December 4, 2004
Chief Sid Hill, Onondaga Nation
Our Haudenosaunee Confederacy, a league of five Indian nations, was born on the shores of Onondaga Lake nearly 1,000 years ago, but our people have lived beside the lake since time immemorial.
The Onondaga Nation, the spiritual center for the Haudenosaunee Confederacy, is connected to this body of water by ties that transcend time and space. Our ancestors walked the paths around Onondaga Lake. They hunted, fished and paddled across its once-blue waters. Most certainly, they stopped on the shores to give thanks for all that the Creator had given them.
One of our fundamental laws is to treat all elements of our natural world with respect. As a people, we are connected to the land, to the lake, and to all the creatures that fly above it, walk along its shores, or swim beneath its waves. This is the unity of the natural world.
It is with great sorrow that we have witnessed the damage to Onondaga Lake and the life forms that depend on it. The facts are shameful. Onondaga lake now contains more poisons and toxins than any body of water of similar size on the continent. In addition to the contamination of the lake itself, there are vast quantities of additional toxic material along its shores, many unsecured landfills and waste pits that continuously seep into the lake every day of the year, adding new poisons to old.
After two decades of debate, blame, studies, lawsuits, more studies and court mandates, state officials finally presented their long-awaited cleanup plan last week to the public. Just a week before it was released, the New York State Department of Environmental Conservation (DEC) sent officials armed with a brief power-point demonstration to visit the Onondaga Nation Longhouse. As the lead agency designing the cleanup plan and overseeing its implementation, the DEC is mandated to consult with any Native nations that may have concern when any project affecting them is planned. Clearly, activities on the lake are a concern to us.
The DEC never actually consulted the Onondaga Nation about this plan, or provided an opportunity for government to government dialogue. The officials came, showed their slides, and left. Their visit to the longhouse was perfunctory, almost an afterthought. In all likelihood, the plan was already in print.
After hearing their words, we expressed our strong disagreement with a plan that would cleanup only a portion of Onondaga Lake, and cover the tons of mercury with a sand cap. The Onondaga Council of Chiefs objected to this incomplete proposal, and urged the removal of all mercury and all other contaminating metals, chemicals and toxins that poison the fish and render the lake unsuitable for use by humans and animals.
Our mandate, our thanksgivings do not designate care for only a percentage of the gifts we have been given; we acknowledge them all as equal components of our life here on Earth. And we feel duty-bound to care for them. In the same way that deadly cancers are removed from the human body to give a person a chance to live, so it must be with Onondaga Lake. Waters are life. Springs, rivers, streams, puddles, rain, snow, the dew on the grass – all have a purpose. So too, does Onondaga Lake. The lake must be given a chance to survive. Those who despoiled it must be held accountable for the damage they have done.
The nation looks to New York State–the government that sat back and allowed the pollution to go on unchecked–to hold the wrongdoers fully responsible and require a complete cleanup. The failure to do so transfers responsibility to the state itself.

════

Directions for this task – Repeat the passage of the Onondaga Lake statement from "The DEC never" up to and including "humans and animals.". The rows that come next have no connection to the statement about Onondaga Lake.

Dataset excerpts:
════

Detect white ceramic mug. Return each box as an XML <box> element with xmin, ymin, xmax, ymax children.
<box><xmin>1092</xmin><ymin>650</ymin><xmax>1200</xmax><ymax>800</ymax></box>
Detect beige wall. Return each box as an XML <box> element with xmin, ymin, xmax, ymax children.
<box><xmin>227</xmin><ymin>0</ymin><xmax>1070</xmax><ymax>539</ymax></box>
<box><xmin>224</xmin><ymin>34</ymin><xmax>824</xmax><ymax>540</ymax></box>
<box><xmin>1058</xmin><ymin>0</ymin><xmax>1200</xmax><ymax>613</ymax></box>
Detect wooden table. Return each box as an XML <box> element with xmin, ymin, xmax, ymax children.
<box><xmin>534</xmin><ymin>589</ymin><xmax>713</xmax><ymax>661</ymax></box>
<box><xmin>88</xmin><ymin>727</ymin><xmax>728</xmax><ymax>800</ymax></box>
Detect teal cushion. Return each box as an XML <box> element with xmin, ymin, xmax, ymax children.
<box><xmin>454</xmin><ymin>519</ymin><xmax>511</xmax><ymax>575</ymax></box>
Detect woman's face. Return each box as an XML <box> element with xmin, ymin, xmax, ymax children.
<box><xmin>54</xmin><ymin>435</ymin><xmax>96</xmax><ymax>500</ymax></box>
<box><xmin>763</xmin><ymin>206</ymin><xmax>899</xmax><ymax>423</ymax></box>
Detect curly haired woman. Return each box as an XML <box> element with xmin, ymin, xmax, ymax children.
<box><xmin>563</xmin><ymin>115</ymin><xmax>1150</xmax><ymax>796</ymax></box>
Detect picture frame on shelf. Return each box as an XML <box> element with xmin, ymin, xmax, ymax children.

════

Task output –
The DEC never actually consulted the Onondaga Nation about this plan, or provided an opportunity for government to government dialogue. The officials came, showed their slides, and left. Their visit to the longhouse was perfunctory, almost an afterthought. In all likelihood, the plan was already in print.
After hearing their words, we expressed our strong disagreement with a plan that would cleanup only a portion of Onondaga Lake, and cover the tons of mercury with a sand cap. The Onondaga Council of Chiefs objected to this incomplete proposal, and urged the removal of all mercury and all other contaminating metals, chemicals and toxins that poison the fish and render the lake unsuitable for use by humans and animals.